> _PROBLEMS TO WORK ON_:
**1.** List the shortcomings of "him" that the anniversary blog post admits to before saying "I love him."
**2.** Carry the blog post about the couple's first month together forward, picking up after its last sentence.

Friday, April 29, 2011

I Love Him♥

♥ He's not the best looking, he's not the smartest in the world, he can be a jerk sometimes, but for some reason, I don't care , I love him.♥

♥Happy 1st ♥




Relationships do not get easier. Every day is a struggle, Every day is a battle. It doesn't get easier with time. In fact, it gets harder. The secret is finding someone who's willing to be weak and strong with you at the same time. The secret is finding someone who's willing to work with you and who will push you, challenge you, make it harder for you to leave. The beauty is in the struggled I'm lucky to find a man who never quit on me, the man who makes me the happiest.

Today is our 1st month, where still on the short run but it never felt that we just met,because everyday is like we've known and love each other for the longest time.

We've started as total strangers, and it was just through text that we met 4 years ago, and since then we became friends and started to share a lot of things with each others.

Data entries
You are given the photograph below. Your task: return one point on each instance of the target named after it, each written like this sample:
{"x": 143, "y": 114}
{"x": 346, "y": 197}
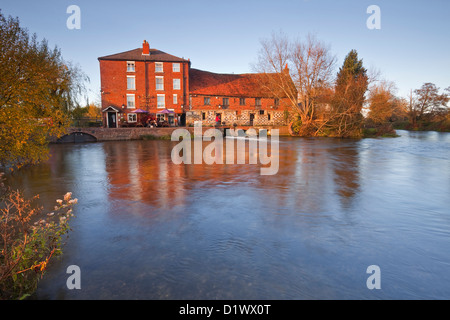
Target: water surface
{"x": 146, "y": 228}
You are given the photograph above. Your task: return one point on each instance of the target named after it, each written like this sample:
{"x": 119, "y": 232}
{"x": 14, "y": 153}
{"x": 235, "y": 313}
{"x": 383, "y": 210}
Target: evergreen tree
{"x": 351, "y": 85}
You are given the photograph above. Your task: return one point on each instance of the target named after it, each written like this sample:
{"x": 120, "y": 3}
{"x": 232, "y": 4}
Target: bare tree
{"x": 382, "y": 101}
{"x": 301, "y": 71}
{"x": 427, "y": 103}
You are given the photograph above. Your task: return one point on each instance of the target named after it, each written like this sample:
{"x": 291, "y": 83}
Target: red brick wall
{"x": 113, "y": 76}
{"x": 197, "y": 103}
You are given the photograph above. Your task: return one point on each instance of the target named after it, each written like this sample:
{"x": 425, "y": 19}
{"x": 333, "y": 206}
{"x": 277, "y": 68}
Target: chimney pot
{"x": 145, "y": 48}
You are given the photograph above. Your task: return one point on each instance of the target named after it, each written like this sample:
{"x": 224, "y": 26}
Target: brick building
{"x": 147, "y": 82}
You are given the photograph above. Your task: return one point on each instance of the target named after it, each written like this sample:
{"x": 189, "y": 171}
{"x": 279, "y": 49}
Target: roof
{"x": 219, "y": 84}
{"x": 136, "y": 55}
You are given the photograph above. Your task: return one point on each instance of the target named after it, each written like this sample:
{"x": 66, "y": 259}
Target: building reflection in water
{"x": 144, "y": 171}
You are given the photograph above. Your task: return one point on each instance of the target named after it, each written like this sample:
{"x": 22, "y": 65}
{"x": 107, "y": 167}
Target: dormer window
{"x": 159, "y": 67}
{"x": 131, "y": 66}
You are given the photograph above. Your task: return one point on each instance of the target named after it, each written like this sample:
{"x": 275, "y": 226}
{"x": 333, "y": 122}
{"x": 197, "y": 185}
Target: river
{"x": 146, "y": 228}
---
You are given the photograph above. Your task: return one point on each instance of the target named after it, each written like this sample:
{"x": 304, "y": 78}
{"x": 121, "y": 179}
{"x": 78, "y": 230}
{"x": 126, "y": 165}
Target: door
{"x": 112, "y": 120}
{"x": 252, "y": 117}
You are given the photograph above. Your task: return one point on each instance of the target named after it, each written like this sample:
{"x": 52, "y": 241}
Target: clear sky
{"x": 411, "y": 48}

> _TASK-BY-TASK ANSWERS_:
**1.**
- Not the best looking
- Not the smartest in the world
- Can be a jerk sometimes

**2.**
Our closeness started to grow in to a deeper relationship that in a while, he started admitting his feeling with me, but since I was very immature during those days, I never take love seriously, I flirt a lot, see other guys. I declined and reject the love he offered to me. I knew by that time I was feeling something already but I was always have doubts about our distance, because ever since then, Long Distance Relationship is a no! No! For me. I know i make “paasa”, but It wasn't my intention.


I caused him pain, and it was just later on that I realized how much he means to me, but he was in love with another girl. And not in my life I thought of feeling an extreme pain , he was into someone and it made me felt really regretful. His attention is no longer with me, “HER” is no longer the apple of his eyes. It makes me sad, that i took distant for 3 months, no text messages at all, that I even deleted him on my Facebook friend list.That's when the time I realized that you would only know the value of a person in your life when he stops showing that he loves you . It was the time that I realized that I can't lose him.



But God has always his ways of putting things on the right perspective, so in March we finally communicate again, and renew the friendship we had, but this time there's no bitterness and pain. Everything was back to usual, common talk, sharing of stories and happy conversations. Then it was all the start of a good relationship, I enjoyed each day because of him, and I felt it was the time to give this feelings chance to grow. And came the 30th we officially commit.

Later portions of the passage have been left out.